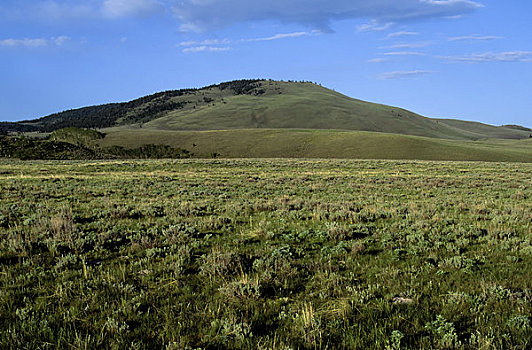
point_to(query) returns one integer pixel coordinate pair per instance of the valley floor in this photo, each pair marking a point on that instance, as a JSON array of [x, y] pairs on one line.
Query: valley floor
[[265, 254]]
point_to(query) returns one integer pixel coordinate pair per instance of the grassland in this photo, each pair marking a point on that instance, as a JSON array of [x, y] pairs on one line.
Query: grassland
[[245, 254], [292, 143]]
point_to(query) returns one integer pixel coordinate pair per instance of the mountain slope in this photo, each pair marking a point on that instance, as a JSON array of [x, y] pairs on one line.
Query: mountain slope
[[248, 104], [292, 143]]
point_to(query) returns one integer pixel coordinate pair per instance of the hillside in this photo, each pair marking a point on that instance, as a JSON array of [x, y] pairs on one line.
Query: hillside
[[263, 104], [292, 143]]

...

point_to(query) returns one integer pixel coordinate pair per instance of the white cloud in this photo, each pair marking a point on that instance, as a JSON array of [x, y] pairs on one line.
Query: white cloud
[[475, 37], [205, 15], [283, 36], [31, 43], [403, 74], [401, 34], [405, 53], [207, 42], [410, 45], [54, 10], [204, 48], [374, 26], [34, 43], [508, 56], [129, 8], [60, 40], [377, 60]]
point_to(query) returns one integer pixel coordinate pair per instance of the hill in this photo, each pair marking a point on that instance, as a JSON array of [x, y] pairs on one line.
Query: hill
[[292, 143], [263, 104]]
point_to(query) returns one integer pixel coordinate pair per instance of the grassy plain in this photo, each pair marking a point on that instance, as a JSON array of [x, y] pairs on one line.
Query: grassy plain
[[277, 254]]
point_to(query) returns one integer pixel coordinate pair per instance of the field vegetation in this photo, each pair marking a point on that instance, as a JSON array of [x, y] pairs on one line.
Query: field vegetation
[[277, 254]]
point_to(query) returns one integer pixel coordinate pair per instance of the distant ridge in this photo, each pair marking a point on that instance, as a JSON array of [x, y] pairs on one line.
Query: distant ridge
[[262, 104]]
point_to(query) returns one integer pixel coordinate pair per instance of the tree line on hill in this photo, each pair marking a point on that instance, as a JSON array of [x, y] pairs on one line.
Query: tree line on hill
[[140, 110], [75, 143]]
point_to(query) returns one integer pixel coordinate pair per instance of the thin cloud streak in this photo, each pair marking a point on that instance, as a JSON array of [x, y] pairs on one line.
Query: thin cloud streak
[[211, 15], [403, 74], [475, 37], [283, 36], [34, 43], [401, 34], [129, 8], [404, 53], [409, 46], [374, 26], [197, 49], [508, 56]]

- [EXERCISE TASK]: Lay out the records starting at the line containing "of the thin" and ending at the line containing "49], [508, 56]]", both lines included, as a two-column CSV with the header row request,answer. Give one row per record, with its text and its answer each in a single quoted field and every line break replaced by a space.

- [PROBLEM SOLUTION]:
request,answer
"point_to(query) returns one integer pixel coordinate pair per instance of the thin cloud streak in this photo, each pair marking a point on that instance, as a JSON array of [x, y] pairs on one line. Query: thin cloud streak","[[211, 15], [403, 74], [475, 37], [283, 36], [34, 43], [401, 34], [129, 8], [404, 53], [409, 46], [374, 26], [197, 49], [508, 56]]"